TASK TO CARRY OUT ▸
Can you write out the stretch of the epilepsy passage from "A person is" through "next ten years.", word for word?

(SOURCE PASSAGE Opens)

A person is considered to have epilepsy if they meet any of the following conditions:

At least two unprovoked (or reflex) seizures occurring greater than 24 hours apart, or one unprovoked (or reflex) seizure and a probability of further seizures similar to the general recurrence risk (at least 60%) after two unprovoked seizures, occurring over the next ten years.

Diagnosis of an epilepsy syndrome:

Epilepsy is considered to be resolved for individuals who had an age-dependent epilepsy syndrome but are now past the applicable age or those who have remained seizure-free for the last ten years, with, no seizure medicines for the last five years. (http://www.epilepsy.com/article/2014/4/revised-definition-epilepsy).

Epilepsy is a common brain disorder characterized by recurrent seizures. Approximately 1 in 100 Canadians has epilepsy. The highest number of new cases is in seniors and young children, but epilepsy can begin at any age.

A medical diagnosis of epilepsy is based on multiple pieces of information: the description of the episodes; the person’s medical and family history; and the results of diagnostic tests. Fortunately, epilepsy is a treatable condition. Many people with epilepsy (two out of three) will achieve good seizure control with medication. When medication is not effective in preventing seizures, there are other treatment options available. (http://epilepsyontario.org/about-epilepsy/what-is-epilepsy/)

(SOURCE PASSAGE Closes)
(EXTRACTED DATA Opens)

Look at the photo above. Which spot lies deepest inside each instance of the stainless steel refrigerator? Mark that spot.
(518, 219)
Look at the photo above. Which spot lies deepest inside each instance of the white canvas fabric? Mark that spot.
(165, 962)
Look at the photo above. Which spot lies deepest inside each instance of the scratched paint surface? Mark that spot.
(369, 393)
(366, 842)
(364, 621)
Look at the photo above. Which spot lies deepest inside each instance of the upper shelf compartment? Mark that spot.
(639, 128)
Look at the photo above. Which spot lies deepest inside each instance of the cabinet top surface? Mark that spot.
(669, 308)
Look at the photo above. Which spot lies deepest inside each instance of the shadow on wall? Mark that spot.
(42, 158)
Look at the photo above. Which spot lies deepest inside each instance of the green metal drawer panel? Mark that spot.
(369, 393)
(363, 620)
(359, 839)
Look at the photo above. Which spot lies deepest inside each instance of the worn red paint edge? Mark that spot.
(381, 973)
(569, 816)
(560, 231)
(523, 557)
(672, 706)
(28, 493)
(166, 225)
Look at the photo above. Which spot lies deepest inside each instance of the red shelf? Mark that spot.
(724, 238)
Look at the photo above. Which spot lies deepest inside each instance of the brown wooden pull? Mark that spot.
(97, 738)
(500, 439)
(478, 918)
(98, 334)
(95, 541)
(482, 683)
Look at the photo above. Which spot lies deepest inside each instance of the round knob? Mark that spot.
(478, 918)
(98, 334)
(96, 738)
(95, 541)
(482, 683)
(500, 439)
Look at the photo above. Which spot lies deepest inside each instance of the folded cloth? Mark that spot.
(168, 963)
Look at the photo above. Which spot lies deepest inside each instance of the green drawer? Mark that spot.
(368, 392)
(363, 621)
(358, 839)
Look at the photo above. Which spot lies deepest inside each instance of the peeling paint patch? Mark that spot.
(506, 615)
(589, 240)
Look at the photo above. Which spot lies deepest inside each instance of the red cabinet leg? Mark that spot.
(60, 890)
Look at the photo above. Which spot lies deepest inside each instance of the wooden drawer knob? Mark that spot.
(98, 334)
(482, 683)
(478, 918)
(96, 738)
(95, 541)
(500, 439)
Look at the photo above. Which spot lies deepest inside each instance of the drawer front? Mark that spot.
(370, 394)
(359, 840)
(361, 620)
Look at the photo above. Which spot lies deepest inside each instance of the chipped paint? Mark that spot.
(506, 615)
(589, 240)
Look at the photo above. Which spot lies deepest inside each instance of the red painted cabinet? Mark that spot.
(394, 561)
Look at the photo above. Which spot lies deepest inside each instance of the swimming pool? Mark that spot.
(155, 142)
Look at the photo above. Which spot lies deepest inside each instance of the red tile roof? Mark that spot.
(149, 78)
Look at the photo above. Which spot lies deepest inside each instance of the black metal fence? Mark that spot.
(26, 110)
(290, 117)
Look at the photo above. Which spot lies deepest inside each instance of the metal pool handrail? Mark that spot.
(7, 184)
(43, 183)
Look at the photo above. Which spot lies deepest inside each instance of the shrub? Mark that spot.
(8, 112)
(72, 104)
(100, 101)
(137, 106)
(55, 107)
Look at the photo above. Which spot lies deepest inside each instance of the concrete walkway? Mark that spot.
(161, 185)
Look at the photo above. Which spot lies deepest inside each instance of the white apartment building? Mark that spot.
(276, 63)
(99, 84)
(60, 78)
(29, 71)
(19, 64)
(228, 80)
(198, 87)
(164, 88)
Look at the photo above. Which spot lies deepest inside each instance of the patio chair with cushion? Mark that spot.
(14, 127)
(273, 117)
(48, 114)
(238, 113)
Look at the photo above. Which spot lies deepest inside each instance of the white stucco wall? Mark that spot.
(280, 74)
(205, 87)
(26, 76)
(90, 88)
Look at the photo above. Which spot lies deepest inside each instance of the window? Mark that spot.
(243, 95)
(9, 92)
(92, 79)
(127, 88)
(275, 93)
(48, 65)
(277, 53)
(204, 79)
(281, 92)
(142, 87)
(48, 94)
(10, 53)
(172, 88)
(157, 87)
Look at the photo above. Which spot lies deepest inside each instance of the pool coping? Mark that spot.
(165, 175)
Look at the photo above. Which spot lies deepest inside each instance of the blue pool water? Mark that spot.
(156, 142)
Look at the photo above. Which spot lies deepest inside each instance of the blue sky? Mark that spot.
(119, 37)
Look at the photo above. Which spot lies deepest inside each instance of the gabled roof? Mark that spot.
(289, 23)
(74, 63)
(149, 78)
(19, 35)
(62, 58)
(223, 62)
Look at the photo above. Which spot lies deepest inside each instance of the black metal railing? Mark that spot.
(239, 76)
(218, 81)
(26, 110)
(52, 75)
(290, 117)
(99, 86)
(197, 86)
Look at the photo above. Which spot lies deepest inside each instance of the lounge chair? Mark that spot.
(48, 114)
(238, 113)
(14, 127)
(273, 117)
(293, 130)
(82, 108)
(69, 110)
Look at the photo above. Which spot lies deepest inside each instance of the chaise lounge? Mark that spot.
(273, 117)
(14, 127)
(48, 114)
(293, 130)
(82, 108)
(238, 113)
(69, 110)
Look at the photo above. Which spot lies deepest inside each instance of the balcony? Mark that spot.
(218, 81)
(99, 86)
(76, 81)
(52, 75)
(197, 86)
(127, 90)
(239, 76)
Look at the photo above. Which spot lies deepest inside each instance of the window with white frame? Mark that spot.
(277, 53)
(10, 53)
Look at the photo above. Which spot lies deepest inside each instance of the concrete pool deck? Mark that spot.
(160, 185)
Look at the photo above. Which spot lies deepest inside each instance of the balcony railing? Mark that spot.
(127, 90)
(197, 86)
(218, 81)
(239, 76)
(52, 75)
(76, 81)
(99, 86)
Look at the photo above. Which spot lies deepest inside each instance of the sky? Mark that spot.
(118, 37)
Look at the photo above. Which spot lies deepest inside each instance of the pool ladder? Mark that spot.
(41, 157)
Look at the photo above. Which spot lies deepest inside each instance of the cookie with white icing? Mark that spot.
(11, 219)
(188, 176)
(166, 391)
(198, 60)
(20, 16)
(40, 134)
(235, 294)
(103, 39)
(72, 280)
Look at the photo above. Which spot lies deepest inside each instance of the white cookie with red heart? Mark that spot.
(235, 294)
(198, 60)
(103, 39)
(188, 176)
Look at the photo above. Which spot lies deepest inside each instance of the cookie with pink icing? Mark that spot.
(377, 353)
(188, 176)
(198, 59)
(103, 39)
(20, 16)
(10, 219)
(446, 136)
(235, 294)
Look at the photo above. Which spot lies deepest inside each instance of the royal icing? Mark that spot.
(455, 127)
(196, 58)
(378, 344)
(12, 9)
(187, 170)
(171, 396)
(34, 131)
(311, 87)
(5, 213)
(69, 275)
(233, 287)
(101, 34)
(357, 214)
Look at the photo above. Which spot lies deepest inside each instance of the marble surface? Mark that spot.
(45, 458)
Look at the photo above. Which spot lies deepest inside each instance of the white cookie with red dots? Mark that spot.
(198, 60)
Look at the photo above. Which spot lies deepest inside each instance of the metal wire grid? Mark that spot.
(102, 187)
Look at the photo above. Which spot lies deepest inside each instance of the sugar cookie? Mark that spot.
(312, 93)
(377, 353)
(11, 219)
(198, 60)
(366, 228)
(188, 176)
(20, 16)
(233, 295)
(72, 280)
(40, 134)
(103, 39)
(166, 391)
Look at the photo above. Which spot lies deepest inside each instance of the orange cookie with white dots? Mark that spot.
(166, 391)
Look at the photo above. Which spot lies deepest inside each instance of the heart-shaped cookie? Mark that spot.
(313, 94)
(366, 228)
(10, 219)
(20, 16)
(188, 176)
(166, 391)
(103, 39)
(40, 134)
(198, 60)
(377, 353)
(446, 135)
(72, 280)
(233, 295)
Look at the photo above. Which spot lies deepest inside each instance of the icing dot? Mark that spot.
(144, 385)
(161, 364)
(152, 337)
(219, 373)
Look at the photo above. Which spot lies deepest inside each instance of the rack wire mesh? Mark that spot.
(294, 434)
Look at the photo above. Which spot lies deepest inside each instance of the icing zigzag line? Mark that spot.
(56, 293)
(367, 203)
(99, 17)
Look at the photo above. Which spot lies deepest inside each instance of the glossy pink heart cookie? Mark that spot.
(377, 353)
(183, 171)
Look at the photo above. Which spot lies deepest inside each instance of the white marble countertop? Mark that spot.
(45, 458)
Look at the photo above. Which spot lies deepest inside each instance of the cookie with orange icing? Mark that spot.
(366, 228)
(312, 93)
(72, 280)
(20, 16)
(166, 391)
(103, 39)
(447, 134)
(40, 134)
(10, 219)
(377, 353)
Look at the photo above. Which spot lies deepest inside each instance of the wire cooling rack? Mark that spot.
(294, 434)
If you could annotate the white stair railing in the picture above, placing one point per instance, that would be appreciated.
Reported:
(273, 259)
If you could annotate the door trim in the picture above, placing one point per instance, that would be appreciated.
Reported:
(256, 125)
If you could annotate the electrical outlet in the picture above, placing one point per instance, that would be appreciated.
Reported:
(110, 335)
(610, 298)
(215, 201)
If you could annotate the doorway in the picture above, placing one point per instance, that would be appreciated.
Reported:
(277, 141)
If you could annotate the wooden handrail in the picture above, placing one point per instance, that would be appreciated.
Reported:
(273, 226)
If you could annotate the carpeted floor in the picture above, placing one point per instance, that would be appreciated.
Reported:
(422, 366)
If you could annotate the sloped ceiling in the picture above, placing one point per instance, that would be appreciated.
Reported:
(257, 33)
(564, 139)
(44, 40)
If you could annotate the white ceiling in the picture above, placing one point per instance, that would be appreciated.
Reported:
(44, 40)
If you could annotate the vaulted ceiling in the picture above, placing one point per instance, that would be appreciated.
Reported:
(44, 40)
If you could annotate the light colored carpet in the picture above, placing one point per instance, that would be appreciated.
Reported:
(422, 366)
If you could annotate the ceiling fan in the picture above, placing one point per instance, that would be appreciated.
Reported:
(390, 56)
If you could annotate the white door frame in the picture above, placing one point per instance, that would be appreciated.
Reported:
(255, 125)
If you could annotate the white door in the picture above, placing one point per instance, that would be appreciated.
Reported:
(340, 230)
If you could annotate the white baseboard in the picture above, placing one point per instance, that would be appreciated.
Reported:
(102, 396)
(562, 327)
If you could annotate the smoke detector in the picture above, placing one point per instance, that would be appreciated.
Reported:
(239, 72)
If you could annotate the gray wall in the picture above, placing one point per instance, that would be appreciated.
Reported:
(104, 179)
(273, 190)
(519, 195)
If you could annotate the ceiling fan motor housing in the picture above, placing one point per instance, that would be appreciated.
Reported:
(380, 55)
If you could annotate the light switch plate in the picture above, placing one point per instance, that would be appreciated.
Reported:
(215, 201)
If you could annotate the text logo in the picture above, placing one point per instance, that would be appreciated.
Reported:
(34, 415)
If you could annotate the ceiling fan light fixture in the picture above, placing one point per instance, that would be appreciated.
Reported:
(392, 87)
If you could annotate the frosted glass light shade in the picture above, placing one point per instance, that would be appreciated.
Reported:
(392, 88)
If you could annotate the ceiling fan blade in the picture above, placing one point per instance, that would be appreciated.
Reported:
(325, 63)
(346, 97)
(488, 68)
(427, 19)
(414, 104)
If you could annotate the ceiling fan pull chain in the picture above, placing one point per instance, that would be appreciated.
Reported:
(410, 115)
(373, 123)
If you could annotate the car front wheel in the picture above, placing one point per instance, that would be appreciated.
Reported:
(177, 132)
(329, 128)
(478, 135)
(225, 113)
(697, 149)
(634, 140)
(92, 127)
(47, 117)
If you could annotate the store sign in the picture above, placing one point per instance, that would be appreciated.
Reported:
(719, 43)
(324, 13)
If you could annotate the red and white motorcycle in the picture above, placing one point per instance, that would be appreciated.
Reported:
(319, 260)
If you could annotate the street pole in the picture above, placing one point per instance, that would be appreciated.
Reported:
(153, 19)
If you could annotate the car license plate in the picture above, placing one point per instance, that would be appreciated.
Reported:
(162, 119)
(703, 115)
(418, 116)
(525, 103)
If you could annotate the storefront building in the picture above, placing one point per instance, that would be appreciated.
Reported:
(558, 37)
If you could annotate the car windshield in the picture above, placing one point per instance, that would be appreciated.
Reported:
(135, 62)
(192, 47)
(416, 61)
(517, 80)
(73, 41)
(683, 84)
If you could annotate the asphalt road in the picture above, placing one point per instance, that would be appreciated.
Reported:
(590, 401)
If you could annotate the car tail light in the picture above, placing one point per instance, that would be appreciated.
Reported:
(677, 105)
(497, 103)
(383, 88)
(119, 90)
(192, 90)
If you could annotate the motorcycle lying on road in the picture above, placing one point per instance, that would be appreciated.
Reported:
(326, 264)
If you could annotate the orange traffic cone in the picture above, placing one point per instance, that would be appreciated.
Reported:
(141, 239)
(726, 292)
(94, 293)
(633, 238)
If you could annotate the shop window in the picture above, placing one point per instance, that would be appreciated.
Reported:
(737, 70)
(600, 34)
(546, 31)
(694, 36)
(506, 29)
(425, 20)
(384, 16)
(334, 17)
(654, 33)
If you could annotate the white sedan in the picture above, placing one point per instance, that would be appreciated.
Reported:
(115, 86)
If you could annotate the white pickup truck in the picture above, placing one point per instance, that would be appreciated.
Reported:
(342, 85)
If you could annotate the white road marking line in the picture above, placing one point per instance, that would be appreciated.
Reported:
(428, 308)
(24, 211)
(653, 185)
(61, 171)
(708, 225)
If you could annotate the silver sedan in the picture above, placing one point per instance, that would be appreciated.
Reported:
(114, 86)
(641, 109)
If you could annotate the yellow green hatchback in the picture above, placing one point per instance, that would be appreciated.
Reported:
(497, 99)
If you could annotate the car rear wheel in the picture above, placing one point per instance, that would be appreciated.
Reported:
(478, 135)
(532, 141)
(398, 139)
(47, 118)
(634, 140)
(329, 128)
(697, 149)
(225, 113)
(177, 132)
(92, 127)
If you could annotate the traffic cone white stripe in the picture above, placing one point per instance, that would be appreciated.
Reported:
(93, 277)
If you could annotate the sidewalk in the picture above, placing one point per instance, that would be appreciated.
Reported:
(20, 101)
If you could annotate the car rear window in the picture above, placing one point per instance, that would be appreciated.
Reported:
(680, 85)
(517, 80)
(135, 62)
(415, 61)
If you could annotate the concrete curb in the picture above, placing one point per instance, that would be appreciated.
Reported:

(EXTRACTED DATA Closes)

SOLUTION ▸
A person is considered to have epilepsy if they meet any of the following conditions:

At least two unprovoked (or reflex) seizures occurring greater than 24 hours apart, or one unprovoked (or reflex) seizure and a probability of further seizures similar to the general recurrence risk (at least 60%) after two unprovoked seizures, occurring over the next ten years.